* Texto del ejercicio *

Es más, si estaba en lo cierto, esa sustancia podría revolucionar la industria farmacéutica. Si podía detener la división celular y el cáncer es una división descontrolada de células cada vez más disfuncionales, podía estar a las puertas de un descubrimiento de esos que cambian la historia. Y así fue, solo que tardaron algunos años en encontrar al culpable, al producto de esa reacción ante la electricidad. Se trataba del cisplatino, una sustancia que ya se conocía más de un siglo antes como sal de Peyrone, por su descubridor.
Cinco años después de electrocutar a sus bacterias, Rosenberg ya estaba experimentando con ratones. Concretamente 180 ejemplares a los cuales implantó tumores de tejidos blandos, los llamados sarcomas. Cuando los tumores estaban bien afianzados y habían ganado al menos 1 gramo, comenzó a tratarlos con el cis-platino, y el resultado fue increíble. Tan solo dos años después empezó a testarse en humanos y en 1978 ya estaba aprobado su uso clínico.

* Datos proporcionados *
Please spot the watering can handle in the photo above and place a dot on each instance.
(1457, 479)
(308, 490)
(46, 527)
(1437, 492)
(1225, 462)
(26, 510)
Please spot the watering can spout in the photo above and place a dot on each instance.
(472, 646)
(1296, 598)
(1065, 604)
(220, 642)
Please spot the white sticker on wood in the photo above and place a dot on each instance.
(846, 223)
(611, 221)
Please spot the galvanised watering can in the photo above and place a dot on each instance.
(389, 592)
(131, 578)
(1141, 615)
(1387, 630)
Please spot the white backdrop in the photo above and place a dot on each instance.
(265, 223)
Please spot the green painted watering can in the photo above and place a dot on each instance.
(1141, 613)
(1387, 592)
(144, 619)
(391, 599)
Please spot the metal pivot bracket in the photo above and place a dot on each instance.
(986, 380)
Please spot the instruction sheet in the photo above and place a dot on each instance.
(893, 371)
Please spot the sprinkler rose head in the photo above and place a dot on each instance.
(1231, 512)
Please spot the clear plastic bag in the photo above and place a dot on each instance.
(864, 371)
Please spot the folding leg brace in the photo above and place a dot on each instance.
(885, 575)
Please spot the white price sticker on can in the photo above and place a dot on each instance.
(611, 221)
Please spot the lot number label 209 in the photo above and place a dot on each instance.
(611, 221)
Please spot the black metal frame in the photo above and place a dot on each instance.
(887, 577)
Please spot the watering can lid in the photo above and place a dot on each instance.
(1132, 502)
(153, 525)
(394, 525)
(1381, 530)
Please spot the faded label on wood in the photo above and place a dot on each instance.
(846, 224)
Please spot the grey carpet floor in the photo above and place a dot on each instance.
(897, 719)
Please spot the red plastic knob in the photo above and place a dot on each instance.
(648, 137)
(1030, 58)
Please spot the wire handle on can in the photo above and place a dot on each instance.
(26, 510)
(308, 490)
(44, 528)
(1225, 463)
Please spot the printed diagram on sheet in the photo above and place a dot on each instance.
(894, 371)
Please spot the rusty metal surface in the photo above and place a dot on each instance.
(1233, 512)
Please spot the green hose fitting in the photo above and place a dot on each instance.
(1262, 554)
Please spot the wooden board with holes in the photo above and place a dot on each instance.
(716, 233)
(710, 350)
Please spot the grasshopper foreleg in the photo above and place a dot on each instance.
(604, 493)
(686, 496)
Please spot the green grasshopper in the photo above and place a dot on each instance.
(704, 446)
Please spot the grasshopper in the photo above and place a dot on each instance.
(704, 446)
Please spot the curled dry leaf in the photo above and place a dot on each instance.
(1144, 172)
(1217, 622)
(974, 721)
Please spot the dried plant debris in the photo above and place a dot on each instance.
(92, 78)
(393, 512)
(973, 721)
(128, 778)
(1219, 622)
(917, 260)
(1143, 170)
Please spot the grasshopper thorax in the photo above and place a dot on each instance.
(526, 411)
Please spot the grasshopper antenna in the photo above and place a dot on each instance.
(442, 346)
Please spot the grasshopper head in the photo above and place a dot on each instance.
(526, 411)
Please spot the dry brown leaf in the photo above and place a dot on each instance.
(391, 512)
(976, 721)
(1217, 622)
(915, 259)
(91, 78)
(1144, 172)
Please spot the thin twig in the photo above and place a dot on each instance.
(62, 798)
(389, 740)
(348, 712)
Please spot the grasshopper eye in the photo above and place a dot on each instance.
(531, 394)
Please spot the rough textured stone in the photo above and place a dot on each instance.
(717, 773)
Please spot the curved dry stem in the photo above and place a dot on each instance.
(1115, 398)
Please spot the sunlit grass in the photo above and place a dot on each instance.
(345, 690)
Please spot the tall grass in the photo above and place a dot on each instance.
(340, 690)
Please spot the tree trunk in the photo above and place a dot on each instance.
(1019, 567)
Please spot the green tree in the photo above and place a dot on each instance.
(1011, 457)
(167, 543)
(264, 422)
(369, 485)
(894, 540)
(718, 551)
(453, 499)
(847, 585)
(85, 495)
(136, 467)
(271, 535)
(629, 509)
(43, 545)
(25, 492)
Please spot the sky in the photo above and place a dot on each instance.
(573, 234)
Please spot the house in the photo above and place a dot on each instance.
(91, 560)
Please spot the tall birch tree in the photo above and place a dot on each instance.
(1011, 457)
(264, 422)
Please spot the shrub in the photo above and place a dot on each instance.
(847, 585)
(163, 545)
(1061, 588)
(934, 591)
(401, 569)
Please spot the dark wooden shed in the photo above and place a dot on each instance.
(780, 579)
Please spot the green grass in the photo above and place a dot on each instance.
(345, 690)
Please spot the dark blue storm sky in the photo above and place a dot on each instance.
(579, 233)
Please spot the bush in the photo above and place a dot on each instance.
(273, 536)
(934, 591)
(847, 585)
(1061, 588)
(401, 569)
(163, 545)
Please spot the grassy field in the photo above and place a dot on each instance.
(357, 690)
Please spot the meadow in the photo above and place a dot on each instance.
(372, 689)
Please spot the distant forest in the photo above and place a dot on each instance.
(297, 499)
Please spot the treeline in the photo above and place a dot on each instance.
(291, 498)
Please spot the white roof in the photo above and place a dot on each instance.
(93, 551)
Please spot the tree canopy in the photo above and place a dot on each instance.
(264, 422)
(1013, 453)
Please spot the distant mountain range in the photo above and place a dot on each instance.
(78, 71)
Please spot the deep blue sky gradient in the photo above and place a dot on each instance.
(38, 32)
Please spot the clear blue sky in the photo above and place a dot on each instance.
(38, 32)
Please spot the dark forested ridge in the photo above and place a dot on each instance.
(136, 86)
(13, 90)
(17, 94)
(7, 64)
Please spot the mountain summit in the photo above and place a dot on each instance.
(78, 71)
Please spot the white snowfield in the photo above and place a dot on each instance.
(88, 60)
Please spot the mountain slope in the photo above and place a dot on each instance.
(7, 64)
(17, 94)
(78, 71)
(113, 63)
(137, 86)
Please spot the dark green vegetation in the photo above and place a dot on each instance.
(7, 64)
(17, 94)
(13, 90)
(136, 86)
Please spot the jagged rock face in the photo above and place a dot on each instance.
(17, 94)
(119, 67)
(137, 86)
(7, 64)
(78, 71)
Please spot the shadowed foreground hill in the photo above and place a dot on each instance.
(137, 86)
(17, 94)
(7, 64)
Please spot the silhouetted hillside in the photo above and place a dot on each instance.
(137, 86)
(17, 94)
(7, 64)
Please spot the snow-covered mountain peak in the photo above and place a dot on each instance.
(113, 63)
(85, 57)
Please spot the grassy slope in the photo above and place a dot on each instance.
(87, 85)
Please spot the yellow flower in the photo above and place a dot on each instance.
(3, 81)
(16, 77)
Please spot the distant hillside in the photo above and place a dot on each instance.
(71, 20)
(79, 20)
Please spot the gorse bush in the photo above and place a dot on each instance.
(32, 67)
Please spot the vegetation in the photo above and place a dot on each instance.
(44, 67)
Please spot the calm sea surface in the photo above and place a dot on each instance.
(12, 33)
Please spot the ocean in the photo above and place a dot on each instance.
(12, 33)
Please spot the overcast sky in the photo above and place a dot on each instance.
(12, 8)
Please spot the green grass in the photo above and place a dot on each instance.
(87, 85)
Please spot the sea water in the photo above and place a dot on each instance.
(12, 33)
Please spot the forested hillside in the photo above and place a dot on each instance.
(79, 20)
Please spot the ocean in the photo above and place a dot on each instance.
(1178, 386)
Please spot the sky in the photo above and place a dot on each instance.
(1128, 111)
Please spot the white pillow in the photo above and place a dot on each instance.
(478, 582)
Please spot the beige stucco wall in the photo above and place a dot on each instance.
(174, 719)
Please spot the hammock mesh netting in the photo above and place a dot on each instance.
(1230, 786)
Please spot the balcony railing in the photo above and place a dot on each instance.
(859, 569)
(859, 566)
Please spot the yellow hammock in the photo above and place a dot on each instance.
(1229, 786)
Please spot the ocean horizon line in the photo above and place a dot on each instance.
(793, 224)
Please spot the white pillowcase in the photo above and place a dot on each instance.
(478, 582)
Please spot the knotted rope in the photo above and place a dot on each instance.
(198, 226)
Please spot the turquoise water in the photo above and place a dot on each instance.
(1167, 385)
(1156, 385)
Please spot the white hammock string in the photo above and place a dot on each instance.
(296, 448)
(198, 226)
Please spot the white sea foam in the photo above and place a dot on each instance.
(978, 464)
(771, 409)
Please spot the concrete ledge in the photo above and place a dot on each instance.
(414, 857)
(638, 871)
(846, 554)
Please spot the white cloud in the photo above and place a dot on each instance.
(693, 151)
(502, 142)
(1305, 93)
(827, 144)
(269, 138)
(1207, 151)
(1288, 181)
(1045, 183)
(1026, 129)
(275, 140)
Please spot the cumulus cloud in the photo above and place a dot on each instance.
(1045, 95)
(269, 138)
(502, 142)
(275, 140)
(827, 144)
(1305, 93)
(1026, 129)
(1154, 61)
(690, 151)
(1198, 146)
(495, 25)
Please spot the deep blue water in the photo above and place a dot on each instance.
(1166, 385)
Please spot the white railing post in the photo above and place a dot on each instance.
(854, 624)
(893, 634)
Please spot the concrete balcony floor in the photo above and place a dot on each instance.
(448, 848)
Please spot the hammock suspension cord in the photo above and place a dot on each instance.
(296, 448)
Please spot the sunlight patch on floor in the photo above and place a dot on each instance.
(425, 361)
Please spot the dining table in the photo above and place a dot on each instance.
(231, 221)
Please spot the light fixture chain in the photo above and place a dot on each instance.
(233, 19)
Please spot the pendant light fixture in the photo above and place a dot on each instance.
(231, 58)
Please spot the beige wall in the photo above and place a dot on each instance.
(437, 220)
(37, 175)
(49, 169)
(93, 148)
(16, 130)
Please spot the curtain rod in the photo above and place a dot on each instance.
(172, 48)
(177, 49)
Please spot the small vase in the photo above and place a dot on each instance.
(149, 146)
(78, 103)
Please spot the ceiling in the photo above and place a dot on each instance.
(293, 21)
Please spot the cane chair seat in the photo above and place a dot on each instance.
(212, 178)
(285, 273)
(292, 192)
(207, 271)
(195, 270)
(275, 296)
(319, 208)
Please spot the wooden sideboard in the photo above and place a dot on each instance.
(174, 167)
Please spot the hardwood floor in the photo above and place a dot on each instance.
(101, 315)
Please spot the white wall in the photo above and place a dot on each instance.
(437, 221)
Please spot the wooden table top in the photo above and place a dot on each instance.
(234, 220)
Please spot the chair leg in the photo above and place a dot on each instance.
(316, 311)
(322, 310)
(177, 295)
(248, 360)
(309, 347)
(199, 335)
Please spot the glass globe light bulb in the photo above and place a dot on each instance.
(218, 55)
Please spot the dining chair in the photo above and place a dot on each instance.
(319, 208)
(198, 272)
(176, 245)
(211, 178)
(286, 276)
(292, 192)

* Ejercicios propuestos *
[a] Según el texto sobre el cisplatino, ¿en qué año se aprobó su uso clínico?
[b] Enumera todos los seres vivos con los que, según el texto sobre el cisplatino, se realizaron experimentos o pruebas.
[c] Cita el fragmento del texto sobre el cisplatino que va desde "Cinco años después" hasta "su uso clínico.".

* Soluciones *
[a] En 1978.

[b] Bacterias, ratones y humanos.

[c]
Cinco años después de electrocutar a sus bacterias, Rosenberg ya estaba experimentando con ratones. Concretamente 180 ejemplares a los cuales implantó tumores de tejidos blandos, los llamados sarcomas. Cuando los tumores estaban bien afianzados y habían ganado al menos 1 gramo, comenzó a tratarlos con el cis-platino, y el resultado fue increíble. Tan solo dos años después empezó a testarse en humanos y en 1978 ya estaba aprobado su uso clínico.